Barloon also argued the case should be dismissed because the Dodd-Frank Act, which established the bureau and limits the president’s power to remove its director except for reasons of “inefficiency, neglect of duty, or malfeasance” violates the separation of powers principle of the U.S. Constitution.

Laporte rejected that argument as well.

“I don’t think it’s unconstitutional, and even if it is, I do think it’s severable,” Laporte said, referring to the ability to hold the removal provision unconstitutional without invalidating the entire agency.

Cristina C. Arguedas, an attorney for Freedom’s co-founder and co-CEO Andrew Housser, asked the judge to dismiss claims against her client as well. She said the bureau failed to specifically allege that Housser knew statements written in contracts and documents that he signed were false or misleading.

The bureau maintains Housser attended meetings and received regular updates on Freedom’s efforts to persuade creditors to start negotiating with the company. Logic dictates that he knew Freedom could not negotiate settlements with those creditors, Peltz told the judge.

Laporte questioned whether higher penalties for reckless and knowing violations of the Telemarketing Sales Rule suggest one can violate the rule without direct knowledge of misrepresentations.

▶ [Supplied material]:
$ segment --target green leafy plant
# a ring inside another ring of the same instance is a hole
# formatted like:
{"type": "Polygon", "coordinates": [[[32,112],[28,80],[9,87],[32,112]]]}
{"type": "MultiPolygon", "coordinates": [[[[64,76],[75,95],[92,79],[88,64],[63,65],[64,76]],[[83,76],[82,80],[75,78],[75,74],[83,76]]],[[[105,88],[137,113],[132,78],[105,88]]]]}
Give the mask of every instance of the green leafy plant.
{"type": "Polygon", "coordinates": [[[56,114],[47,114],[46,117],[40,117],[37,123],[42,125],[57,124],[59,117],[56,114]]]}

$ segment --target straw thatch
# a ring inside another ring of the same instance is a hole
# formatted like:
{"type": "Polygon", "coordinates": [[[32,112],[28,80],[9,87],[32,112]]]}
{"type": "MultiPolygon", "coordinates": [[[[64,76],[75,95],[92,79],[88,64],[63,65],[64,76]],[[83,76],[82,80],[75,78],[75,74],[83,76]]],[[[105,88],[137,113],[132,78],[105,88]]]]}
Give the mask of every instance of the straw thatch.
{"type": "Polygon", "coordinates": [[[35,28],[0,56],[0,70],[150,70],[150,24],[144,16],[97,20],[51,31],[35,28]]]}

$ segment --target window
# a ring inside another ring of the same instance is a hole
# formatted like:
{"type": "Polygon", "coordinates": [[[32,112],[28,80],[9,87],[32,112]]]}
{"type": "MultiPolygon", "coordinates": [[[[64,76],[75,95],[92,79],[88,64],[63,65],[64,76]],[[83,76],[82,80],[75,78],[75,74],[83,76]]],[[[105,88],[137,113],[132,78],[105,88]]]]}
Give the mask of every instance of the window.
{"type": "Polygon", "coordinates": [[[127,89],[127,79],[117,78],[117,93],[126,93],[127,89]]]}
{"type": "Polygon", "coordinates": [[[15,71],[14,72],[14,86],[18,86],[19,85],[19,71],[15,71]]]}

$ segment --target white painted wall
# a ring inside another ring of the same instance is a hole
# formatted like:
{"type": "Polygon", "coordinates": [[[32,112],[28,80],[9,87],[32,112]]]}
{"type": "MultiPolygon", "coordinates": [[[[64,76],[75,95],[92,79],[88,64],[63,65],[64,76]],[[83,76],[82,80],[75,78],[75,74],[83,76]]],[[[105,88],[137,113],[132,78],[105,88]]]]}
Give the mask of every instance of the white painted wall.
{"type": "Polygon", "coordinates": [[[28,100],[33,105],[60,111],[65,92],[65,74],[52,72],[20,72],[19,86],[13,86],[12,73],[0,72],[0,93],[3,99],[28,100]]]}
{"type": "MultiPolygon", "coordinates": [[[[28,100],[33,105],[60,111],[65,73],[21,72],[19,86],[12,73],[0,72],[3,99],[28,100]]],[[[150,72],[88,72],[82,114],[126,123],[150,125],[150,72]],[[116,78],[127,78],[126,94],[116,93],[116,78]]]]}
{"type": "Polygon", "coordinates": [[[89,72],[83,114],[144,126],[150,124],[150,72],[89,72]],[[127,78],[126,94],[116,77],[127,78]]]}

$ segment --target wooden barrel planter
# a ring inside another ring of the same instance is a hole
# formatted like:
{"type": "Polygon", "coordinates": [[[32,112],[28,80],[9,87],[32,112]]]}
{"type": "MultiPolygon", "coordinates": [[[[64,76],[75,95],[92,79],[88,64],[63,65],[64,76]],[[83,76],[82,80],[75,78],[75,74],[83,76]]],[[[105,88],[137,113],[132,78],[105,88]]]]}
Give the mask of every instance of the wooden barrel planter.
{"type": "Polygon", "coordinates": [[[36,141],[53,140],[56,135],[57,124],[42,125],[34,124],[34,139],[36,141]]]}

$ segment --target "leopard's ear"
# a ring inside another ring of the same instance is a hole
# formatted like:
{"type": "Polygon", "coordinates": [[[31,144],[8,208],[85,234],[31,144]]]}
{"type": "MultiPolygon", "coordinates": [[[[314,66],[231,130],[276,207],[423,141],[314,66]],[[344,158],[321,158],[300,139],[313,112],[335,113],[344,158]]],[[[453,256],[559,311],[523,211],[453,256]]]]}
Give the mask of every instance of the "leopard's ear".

▶ [Jobs]:
**A.** List each person named in the passage about the bureau's court hearing.
**B.** Retype part of the passage about the bureau's court hearing. Begin at the words "Barloon also argued" and stop after "argument as well.".
**C.** Extend the passage about the bureau's court hearing, starting after its last sentence.

▶ [Written responses]:
**A.** Barloon, Laporte, Cristina C. Arguedas, Andrew Housser, Peltz

**B.**
Barloon also argued the case should be dismissed because the Dodd-Frank Act, which established the bureau and limits the president’s power to remove its director except for reasons of “inefficiency, neglect of duty, or malfeasance” violates the separation of powers principle of the U.S. Constitution.

Laporte rejected that argument as well.

**C.**
The judge asked both parties to submit 5-page supplemental briefs on what impact, if any, the three-tiered penalty has on individual scienter, the legal requirement of proving an accused person’s intent or knowledge of wrongdoing.

Mulvaney took control of the bureau on Nov. 28 last year after a federal judge ruled President Donald Trump could appoint a new director when former director Richard Cordray resigned. Cordray had appointed bureau deputy director Leandra English as interim head of the agency.

English has appealed the judge’s ruling, but ended the litigation this past July when she resigned from the bureau.

Since Mulvaney took over, the bureau has only taken legal action against one company in court: a Nevada-based business called Future Income Payments that allegedly packaged high-interest loans as “lump sum payments” in exchange for future debits of pensions.

In June, Mulvaney dismantled the bureau’s 25-member Consumer Advisory Board, which is tasked with advising the agency on policy and regulations.